Records for processing:
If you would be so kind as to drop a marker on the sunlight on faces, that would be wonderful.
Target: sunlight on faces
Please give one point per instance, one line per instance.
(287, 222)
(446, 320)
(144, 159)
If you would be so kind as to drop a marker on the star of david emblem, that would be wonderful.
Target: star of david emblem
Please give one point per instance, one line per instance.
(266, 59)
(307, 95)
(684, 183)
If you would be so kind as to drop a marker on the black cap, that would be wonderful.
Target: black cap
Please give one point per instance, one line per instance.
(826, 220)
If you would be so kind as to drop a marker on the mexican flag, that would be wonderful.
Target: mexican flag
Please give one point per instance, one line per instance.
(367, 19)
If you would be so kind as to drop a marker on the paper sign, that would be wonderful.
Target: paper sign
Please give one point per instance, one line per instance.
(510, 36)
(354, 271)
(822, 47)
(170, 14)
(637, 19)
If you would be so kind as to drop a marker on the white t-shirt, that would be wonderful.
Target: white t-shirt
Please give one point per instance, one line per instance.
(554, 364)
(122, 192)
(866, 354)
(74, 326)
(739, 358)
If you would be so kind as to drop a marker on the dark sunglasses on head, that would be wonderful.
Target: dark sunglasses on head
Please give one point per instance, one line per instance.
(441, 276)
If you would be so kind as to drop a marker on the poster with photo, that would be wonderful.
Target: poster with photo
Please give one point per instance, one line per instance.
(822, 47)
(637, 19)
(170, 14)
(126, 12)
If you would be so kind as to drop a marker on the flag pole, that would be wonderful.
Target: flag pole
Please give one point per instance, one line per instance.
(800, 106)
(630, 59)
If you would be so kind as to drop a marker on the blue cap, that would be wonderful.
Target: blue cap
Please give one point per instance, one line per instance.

Task details: Copy out all of the records again, putting "pin" in place of every "marker" and leaving everything else unchanged.

Task response:
If you would be so kind as to drop a pin on the sunlight on faces, that would be wonderful.
Target: sunlight on faces
Please give one point per instance, one line per instance.
(287, 222)
(446, 320)
(144, 159)
If you would be so kind as to drop a pin on the star of david emblem, that would be wonderful.
Target: star of david emblem
Please give one point per instance, one line per instance.
(266, 59)
(307, 95)
(684, 183)
If you would be so kind as to drop a pin on the black cap, that would be wonderful.
Target: black cap
Please give one point per instance, one line per instance.
(826, 220)
If you would be so kind as to drop a pin on the mexican flag, that would be wonderful.
Target: mexican flag
Please give one point per instance, one line per instance.
(367, 19)
If you would be so kind as to drop a pin on the paper sign, that would be wonderful.
Target: paper sign
Please give one point per instance, one line per instance.
(510, 36)
(354, 271)
(822, 47)
(170, 14)
(637, 19)
If you would be so kind as to drop a pin on the white t-shirt, that would be wonderful.
Target: white t-shirt
Please give one point per instance, one line per instance.
(554, 364)
(122, 192)
(866, 354)
(74, 326)
(739, 358)
If you would be so kind as to drop a pin on the dark sunglasses on head, that would be wonderful.
Target: dark sunglasses on head
Please give one point per instance, one line per instance.
(441, 276)
If you would be so kind as to drop a pin on the poster with photo, that would be wonderful.
Target: poster with photo
Please give one point per instance, one line per instance.
(822, 47)
(637, 19)
(170, 14)
(126, 12)
If you would be so kind as to drop a pin on the flag pole, that would be wonderful.
Target: flag pole
Please give one point per instance, one line per instance.
(800, 106)
(630, 59)
If you would be so kind as to drop a pin on the blue cap, that would be wonderful.
Target: blue cap
Please give one point per instance, one line per instance.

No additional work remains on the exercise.